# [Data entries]
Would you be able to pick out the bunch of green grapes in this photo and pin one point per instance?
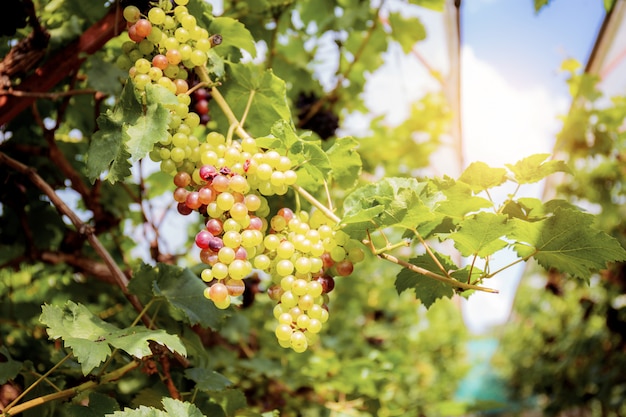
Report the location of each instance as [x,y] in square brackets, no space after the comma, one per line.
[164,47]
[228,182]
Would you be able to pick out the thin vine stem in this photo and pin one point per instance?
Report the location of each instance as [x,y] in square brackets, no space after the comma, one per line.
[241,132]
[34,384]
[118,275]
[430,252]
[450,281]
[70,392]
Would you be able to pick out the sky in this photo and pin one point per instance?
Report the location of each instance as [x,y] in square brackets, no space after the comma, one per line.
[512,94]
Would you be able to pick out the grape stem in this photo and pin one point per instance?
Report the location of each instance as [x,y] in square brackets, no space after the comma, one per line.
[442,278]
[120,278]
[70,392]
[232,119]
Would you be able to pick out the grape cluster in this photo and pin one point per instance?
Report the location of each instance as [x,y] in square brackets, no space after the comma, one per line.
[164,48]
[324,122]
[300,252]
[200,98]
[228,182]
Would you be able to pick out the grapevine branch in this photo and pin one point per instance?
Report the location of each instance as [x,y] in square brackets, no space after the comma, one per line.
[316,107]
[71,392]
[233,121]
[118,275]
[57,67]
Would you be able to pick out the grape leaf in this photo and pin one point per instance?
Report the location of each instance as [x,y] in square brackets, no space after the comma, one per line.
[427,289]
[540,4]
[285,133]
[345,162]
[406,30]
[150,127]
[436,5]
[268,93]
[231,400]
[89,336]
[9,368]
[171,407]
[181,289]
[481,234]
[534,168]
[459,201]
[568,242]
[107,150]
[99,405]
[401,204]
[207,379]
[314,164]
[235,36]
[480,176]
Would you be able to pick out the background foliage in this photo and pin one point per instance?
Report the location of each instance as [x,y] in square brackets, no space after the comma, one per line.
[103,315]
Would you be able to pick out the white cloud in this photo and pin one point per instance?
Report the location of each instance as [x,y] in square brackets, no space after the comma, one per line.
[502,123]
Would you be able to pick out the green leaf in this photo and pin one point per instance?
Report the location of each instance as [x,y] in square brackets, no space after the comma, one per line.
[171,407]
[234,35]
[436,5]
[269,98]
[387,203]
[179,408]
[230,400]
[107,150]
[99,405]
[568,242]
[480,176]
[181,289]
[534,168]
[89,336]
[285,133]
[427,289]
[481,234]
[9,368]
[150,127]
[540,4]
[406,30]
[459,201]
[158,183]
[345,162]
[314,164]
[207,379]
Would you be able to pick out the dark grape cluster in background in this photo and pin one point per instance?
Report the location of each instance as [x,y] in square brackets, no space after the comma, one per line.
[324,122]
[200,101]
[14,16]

==

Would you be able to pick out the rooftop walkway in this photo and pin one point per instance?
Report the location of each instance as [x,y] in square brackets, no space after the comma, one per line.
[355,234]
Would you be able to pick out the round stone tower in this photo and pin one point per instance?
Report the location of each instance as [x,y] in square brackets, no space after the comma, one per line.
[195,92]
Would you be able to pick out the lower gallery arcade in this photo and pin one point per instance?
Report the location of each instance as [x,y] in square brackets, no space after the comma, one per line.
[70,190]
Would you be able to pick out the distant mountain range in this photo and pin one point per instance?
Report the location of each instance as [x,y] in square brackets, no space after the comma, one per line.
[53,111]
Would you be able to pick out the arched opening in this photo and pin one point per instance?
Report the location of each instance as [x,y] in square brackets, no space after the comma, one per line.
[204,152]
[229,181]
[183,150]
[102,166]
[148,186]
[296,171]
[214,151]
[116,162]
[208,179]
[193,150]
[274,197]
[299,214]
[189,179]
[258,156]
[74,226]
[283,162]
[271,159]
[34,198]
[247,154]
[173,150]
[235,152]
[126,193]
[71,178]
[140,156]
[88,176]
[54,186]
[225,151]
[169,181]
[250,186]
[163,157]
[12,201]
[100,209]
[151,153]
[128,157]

# [Aim of the task]
Return only the number of lines above that include the word "stem".

# [Solved exercise]
2